## What the task requires
Your task is to reproduce the entries below word for word.

Dataset excerpt:
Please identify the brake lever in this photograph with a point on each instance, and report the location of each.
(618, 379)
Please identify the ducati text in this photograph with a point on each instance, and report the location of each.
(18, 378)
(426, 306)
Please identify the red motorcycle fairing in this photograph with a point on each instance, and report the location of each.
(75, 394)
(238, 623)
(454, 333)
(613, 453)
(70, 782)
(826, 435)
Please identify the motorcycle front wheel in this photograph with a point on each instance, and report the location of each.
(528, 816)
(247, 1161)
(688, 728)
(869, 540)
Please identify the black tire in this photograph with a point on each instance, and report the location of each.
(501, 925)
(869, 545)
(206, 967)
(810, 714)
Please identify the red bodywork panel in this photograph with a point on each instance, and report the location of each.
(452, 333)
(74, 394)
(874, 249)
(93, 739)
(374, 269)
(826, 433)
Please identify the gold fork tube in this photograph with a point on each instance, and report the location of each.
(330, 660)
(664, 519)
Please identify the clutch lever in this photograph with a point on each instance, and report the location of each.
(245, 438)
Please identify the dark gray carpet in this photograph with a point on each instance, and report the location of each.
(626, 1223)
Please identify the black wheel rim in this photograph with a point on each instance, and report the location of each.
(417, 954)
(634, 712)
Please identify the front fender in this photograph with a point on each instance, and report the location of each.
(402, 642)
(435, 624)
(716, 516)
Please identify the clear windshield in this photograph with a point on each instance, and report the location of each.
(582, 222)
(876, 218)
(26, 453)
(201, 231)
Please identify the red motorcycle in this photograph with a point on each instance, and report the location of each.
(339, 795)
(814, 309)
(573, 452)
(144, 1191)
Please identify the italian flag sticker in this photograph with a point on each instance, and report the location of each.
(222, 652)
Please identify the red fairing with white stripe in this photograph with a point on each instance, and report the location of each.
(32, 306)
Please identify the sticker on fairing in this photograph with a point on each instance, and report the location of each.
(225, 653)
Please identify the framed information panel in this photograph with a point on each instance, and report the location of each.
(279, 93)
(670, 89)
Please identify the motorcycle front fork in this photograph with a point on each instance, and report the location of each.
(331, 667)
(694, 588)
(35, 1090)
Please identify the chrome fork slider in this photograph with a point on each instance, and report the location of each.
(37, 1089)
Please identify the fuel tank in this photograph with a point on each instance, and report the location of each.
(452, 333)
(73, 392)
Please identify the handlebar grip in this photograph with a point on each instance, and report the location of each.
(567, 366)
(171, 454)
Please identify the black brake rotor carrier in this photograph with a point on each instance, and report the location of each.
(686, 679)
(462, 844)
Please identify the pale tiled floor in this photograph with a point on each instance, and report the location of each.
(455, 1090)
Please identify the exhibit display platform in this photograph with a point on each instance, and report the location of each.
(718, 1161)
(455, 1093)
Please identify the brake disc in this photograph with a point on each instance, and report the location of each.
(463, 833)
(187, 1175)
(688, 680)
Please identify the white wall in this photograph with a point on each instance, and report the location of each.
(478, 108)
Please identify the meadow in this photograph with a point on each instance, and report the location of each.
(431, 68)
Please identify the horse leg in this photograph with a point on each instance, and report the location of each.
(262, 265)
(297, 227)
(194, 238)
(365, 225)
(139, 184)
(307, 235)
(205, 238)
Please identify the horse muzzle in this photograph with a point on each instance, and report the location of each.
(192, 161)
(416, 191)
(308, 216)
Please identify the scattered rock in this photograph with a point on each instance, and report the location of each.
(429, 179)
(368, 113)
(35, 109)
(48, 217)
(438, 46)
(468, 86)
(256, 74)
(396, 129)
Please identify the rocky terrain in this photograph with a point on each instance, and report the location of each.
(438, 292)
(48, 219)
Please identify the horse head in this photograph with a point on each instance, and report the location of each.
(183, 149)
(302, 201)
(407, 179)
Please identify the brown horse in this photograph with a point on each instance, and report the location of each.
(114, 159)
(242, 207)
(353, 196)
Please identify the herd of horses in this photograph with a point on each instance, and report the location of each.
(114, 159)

## Answer in full
Please identify the brake lever in this photograph with a point on each instance, and report the location of each.
(618, 379)
Please identify the ducati text in this photograph with a point on each instance, and report the location of each.
(18, 378)
(426, 306)
Please identify the red motorcycle fairing in this photograph with a point on each instance, and report the location of each.
(75, 394)
(238, 623)
(454, 333)
(613, 453)
(70, 782)
(826, 435)
Please identify the motorcycle front wheel in this photograph with a point on each instance, and report the location of each.
(528, 816)
(247, 1161)
(688, 728)
(869, 540)
Please identify the black tire in this photograph with a point on each instance, and report the location of each.
(501, 925)
(869, 545)
(206, 967)
(810, 714)
Please identify the red bodywork panel in this photograph with a point on each instance, and report the location of each.
(452, 333)
(74, 394)
(874, 249)
(93, 739)
(374, 269)
(826, 433)
Please identify the gold fork tube in this photograph with a point on each instance, and report the location of each.
(330, 660)
(664, 519)
Please identify the clutch lever in this photograph with a point on each instance, and report the location of each.
(245, 438)
Please identify the dark gray carpet in this photograph with a point on each instance, and report the location of each.
(626, 1223)
Please identify the black wheel rim in this photograph with a point on each instance, and report the location of each.
(417, 954)
(634, 712)
Please identify the front fender in this photograph with a point on each instance, and report the location of each.
(402, 642)
(435, 624)
(716, 516)
Please identify the clear windshield in this photograph with a point on each instance, and report the location of each.
(582, 222)
(876, 218)
(26, 453)
(201, 231)
Please identify the red motorcycle in this photograph with a point on each instance, and report the location of each.
(339, 795)
(814, 309)
(573, 452)
(144, 1191)
Please identify the italian flag sticker in this photograph with a point on each instance, and report the location of each.
(222, 652)
Please identify the red fairing with white stripe in this photograph with a point on each instance, and report the location of each.
(32, 306)
Please identify the sticker on fairing in this photograph with a point on each instance, and report the location of each.
(225, 653)
Please identify the framed information panel in this photograph with a point on each instance, and report the location of each.
(279, 93)
(670, 89)
Please identify the motorcycle front fork in this photograph with a point on each instance, and report the location of each.
(331, 667)
(694, 588)
(35, 1090)
Please identify the chrome fork slider in this photograph with a point on each instance, and report the location of each.
(37, 1089)
Please identify the fuel tank in this photograph with a point on each instance, and report the location of each.
(452, 333)
(73, 392)
Please identify the handlebar grip in this photograph with a point on each instance, and report the location of each.
(567, 366)
(171, 454)
Please identify the black brake rotor carrier in this photograph with a point on each instance, and report the location of each.
(686, 679)
(462, 844)
Please identify the pale tiled floor in this photograph with a point on each instance, and report the location of each.
(455, 1090)
Please identify the exhibit display platform in this photograph with a point on each instance, and report the location of each.
(718, 1161)
(455, 1093)
Please identify the brake disc in this photograph with a point on each instance, and report the location of each.
(463, 833)
(187, 1175)
(688, 680)
Please identify the white wall in this photograph with a point on each instance, and report the location of each.
(478, 108)
Please identify the meadow in this photograph with a point on each instance, and report the location of each.
(431, 68)
Please identify the horse leg in this photograph with a point on each instance, and report the location of each.
(262, 265)
(297, 227)
(194, 238)
(365, 225)
(139, 184)
(307, 235)
(205, 238)
Please identify the horse muzzle in this photograph with a point on each instance, and report the location of each.
(192, 161)
(416, 191)
(308, 216)
Please identify the scattered rock in this photograph with a point on each instance, and report the location of each.
(429, 179)
(368, 113)
(35, 109)
(48, 217)
(438, 46)
(468, 86)
(256, 74)
(396, 129)
Please identify the rocky terrain in this photograph with a point on each instance, and report the location of each.
(438, 292)
(48, 219)
Please identify the horse head in this photograph with a point on each instance, and report the location of each.
(183, 149)
(302, 201)
(407, 179)
Please identify the brown horse in this photograph with a point on each instance, and report the location of each.
(114, 159)
(242, 207)
(353, 196)
Please identify the herd of horses in this photograph with a point on each instance, and report the location of each.
(114, 159)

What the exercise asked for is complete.